- _WHAT NEEDS TO BE DONE_
Retype the rows below word for word, starting at the first line and ending at the line that contains "x=616, y=392". Include both of those lines.

Coordinate annotation records:
******************************

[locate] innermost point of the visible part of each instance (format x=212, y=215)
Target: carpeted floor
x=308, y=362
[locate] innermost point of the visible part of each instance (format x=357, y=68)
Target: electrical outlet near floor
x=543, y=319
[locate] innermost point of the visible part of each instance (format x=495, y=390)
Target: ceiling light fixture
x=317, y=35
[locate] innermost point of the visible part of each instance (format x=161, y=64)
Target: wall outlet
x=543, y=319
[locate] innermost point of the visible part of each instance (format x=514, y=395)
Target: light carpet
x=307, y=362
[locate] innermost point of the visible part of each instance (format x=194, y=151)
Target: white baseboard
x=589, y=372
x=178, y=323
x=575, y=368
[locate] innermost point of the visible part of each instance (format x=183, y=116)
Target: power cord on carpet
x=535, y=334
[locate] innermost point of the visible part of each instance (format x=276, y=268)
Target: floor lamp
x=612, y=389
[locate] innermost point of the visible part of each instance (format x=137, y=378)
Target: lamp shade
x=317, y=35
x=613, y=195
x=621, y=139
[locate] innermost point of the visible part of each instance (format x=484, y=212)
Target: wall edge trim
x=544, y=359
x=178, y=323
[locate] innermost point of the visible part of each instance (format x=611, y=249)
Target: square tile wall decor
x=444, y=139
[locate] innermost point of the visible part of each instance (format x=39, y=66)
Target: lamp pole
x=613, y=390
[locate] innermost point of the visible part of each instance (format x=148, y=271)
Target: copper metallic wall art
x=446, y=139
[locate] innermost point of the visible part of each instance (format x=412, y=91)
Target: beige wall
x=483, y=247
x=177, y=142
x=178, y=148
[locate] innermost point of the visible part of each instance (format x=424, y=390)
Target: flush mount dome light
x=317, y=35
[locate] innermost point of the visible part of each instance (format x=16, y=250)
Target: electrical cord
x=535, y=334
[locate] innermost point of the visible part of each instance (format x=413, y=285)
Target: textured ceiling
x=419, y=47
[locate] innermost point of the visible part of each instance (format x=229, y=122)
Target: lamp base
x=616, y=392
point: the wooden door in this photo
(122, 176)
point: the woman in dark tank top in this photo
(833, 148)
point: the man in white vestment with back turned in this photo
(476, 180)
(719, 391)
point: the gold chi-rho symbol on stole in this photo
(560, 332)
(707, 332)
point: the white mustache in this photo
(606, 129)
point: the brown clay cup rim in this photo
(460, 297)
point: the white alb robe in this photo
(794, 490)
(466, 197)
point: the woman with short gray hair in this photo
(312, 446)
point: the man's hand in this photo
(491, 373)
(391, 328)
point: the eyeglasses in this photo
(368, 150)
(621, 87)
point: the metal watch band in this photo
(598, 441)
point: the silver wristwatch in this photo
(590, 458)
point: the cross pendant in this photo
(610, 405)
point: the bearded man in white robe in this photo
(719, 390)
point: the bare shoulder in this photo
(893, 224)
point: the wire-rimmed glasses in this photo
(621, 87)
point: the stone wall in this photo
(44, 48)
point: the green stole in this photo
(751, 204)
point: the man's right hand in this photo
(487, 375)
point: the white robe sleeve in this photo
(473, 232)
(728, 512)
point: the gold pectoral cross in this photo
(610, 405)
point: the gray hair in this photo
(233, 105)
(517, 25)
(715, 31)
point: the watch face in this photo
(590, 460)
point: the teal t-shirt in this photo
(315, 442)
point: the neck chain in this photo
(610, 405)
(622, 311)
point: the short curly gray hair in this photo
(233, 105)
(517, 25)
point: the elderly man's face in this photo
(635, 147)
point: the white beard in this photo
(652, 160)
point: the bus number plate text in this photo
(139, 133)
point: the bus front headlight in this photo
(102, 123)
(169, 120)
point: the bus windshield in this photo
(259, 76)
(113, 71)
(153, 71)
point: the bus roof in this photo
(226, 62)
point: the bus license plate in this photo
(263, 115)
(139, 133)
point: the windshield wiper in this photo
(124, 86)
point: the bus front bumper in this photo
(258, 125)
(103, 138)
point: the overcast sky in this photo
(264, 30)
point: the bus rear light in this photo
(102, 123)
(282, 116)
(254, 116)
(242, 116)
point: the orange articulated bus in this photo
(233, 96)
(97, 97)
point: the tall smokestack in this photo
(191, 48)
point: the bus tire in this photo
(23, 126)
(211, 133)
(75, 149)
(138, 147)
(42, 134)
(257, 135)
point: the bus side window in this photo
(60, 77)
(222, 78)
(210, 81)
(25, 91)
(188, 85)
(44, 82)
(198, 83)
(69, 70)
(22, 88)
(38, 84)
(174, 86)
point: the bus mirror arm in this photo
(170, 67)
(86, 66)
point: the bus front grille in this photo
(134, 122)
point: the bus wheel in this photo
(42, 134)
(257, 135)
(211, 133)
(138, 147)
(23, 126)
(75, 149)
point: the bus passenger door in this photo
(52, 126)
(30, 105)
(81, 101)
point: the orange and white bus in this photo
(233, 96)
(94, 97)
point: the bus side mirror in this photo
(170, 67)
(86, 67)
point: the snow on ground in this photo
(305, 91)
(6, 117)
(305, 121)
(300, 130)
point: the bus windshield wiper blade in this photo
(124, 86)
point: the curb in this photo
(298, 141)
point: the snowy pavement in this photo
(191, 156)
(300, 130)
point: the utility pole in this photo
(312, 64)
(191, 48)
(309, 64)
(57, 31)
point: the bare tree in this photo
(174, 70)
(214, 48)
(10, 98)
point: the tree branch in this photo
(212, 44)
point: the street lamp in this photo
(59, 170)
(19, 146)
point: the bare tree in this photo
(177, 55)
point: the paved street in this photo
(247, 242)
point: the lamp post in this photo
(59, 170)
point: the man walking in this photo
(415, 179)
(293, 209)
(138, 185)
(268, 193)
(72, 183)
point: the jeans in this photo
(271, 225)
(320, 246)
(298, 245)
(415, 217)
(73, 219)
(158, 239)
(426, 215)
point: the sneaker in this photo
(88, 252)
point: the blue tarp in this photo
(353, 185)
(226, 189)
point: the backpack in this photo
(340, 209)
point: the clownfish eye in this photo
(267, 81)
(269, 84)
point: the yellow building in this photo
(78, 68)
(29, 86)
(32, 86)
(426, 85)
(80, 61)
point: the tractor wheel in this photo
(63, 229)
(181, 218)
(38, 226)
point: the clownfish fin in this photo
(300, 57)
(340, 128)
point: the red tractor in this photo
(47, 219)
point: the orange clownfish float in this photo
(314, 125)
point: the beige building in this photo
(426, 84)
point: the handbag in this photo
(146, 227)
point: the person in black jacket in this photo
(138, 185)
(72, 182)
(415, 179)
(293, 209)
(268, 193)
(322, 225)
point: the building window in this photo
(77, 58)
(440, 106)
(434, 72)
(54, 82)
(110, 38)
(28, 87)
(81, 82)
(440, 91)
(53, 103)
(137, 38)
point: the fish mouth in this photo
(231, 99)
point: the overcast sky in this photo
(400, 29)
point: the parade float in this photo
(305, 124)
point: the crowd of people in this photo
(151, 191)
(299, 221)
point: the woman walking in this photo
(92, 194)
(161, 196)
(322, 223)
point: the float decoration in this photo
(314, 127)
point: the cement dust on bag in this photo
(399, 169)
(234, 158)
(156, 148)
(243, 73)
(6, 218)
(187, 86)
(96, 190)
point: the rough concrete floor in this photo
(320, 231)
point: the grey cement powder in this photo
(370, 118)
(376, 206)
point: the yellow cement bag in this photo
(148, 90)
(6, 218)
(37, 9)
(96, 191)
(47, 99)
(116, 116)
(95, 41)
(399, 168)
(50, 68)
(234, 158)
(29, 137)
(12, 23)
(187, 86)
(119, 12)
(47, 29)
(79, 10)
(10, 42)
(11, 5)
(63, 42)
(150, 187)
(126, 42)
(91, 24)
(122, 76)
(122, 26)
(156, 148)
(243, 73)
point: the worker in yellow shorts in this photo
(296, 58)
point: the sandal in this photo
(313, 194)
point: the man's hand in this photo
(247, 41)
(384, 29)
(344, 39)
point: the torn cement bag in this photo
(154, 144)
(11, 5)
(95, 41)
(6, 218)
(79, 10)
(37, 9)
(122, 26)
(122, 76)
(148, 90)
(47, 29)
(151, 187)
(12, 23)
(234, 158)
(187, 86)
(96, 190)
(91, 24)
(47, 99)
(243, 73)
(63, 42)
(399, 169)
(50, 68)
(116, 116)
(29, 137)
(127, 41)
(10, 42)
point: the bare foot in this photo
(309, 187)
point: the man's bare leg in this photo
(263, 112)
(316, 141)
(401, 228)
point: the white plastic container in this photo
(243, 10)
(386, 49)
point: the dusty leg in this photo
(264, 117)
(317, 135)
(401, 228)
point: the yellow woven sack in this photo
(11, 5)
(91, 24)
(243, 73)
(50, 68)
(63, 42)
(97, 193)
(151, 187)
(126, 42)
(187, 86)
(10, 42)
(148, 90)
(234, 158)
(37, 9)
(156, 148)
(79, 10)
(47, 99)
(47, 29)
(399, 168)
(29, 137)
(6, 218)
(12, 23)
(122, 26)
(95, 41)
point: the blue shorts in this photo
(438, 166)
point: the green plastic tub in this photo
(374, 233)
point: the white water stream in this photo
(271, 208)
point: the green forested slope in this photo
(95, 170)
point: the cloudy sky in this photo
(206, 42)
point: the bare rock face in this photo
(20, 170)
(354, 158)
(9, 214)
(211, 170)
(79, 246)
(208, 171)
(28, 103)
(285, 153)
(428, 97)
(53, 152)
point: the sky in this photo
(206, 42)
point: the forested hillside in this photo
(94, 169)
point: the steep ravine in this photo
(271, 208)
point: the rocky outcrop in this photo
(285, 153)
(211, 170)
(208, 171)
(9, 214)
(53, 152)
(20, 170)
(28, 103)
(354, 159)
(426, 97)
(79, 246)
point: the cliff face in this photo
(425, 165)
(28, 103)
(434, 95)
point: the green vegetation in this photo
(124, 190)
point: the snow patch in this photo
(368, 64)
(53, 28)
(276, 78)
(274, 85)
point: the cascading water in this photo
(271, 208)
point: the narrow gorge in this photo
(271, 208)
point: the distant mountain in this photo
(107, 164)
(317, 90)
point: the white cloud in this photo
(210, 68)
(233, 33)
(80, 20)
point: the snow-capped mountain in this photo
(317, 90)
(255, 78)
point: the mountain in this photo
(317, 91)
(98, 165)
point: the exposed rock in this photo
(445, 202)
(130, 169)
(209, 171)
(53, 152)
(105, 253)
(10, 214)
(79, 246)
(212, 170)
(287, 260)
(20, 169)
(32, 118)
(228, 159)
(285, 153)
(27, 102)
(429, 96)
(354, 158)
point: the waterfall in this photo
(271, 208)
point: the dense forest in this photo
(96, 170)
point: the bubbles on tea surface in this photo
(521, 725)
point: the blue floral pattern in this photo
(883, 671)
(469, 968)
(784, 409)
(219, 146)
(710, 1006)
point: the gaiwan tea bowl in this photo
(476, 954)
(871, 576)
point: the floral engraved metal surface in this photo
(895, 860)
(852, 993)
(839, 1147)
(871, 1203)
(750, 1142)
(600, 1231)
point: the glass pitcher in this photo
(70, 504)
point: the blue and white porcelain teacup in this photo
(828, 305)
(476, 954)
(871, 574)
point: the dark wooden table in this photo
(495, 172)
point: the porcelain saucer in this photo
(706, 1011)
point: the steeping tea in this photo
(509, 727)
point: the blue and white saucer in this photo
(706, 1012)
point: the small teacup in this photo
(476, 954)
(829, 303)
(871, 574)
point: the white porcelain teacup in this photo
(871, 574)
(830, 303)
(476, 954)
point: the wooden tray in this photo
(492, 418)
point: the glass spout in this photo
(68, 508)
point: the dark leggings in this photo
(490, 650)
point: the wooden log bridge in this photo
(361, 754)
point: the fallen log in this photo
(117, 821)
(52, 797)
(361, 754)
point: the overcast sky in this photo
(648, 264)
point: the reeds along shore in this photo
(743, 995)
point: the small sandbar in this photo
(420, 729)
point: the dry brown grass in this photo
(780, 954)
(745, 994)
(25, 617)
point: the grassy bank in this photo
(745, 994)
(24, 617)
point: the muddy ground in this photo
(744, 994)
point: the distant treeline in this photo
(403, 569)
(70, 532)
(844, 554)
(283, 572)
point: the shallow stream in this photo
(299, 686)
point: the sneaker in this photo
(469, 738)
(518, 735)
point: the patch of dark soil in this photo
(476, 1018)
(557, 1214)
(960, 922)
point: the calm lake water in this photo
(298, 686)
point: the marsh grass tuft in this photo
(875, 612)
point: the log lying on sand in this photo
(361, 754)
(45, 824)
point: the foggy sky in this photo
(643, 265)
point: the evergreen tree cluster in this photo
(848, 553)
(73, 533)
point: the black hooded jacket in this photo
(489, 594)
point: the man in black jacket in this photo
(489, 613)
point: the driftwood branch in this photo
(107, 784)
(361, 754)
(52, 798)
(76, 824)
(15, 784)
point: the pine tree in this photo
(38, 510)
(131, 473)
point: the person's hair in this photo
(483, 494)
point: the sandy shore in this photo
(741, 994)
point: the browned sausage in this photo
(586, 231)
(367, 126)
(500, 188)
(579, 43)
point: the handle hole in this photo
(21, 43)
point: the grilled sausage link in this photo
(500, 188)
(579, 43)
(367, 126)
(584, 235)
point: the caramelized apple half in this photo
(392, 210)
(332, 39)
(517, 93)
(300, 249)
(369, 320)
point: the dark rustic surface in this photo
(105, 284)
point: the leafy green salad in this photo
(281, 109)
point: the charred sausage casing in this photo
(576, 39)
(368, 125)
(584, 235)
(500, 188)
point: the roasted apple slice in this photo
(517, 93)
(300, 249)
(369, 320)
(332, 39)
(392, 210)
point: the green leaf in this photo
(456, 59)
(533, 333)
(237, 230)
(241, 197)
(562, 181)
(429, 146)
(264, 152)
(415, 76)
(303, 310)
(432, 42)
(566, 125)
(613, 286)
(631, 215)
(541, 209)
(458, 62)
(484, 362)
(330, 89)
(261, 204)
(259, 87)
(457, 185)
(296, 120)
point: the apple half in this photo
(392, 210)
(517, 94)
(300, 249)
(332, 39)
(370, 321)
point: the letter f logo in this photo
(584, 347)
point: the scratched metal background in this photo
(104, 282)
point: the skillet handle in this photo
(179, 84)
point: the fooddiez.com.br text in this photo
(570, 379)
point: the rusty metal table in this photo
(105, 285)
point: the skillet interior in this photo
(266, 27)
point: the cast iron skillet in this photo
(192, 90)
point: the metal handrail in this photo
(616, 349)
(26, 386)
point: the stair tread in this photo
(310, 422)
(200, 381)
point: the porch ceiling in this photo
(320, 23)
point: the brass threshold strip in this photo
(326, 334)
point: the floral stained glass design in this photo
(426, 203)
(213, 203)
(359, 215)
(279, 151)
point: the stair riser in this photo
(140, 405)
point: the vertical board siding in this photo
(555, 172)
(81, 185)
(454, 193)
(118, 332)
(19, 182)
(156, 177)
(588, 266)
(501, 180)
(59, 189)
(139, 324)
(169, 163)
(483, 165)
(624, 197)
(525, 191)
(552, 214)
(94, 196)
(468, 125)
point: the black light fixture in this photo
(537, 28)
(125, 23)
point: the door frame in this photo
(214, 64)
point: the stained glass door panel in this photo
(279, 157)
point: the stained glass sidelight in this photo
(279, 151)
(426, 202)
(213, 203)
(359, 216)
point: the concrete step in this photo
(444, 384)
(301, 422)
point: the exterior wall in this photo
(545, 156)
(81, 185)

******************************

- _WRITTEN REPLY_
[locate] innermost point of the visible part of each instance (format x=212, y=215)
Target: carpeted floor
x=308, y=362
[locate] innermost point of the visible part of each instance (format x=357, y=68)
Target: electrical outlet near floor
x=543, y=319
[locate] innermost point of the visible part of each instance (format x=495, y=390)
Target: ceiling light fixture
x=317, y=35
[locate] innermost point of the visible part of each instance (format x=161, y=64)
Target: wall outlet
x=543, y=319
[locate] innermost point of the visible part of each instance (format x=514, y=395)
Target: light carpet
x=307, y=362
[locate] innermost point of the visible part of each instance (format x=194, y=151)
Target: white baseboard
x=589, y=372
x=178, y=323
x=575, y=368
[locate] innermost point of the visible part of each instance (format x=183, y=116)
Target: power cord on carpet
x=535, y=334
[locate] innermost point of the visible part of each instance (format x=276, y=268)
Target: floor lamp
x=612, y=389
[locate] innermost point of the visible part of each instance (format x=137, y=378)
Target: lamp shade
x=317, y=35
x=613, y=195
x=621, y=139
[locate] innermost point of the visible part of each instance (format x=484, y=212)
Target: wall edge trim
x=544, y=359
x=178, y=323
[locate] innermost point of the visible part of each instance (format x=611, y=249)
Target: square tile wall decor
x=444, y=139
[locate] innermost point of the visible part of each instance (format x=39, y=66)
Target: lamp pole
x=613, y=390
[locate] innermost point of the visible part of each instance (format x=148, y=271)
Target: copper metallic wall art
x=446, y=139
[locate] innermost point of the visible part of each instance (format x=412, y=91)
Target: beige wall
x=483, y=247
x=177, y=142
x=178, y=148
[locate] innermost point of the visible part of each instance (format x=424, y=390)
Target: flush mount dome light
x=317, y=35
[locate] innermost point of the visible part of each instance (format x=16, y=250)
Target: electrical cord
x=535, y=334
[locate] innermost point of the visible part of each instance (format x=413, y=285)
Target: textured ceiling
x=419, y=47
[locate] innermost point of the visible part of each instance (format x=229, y=122)
Target: lamp base
x=616, y=392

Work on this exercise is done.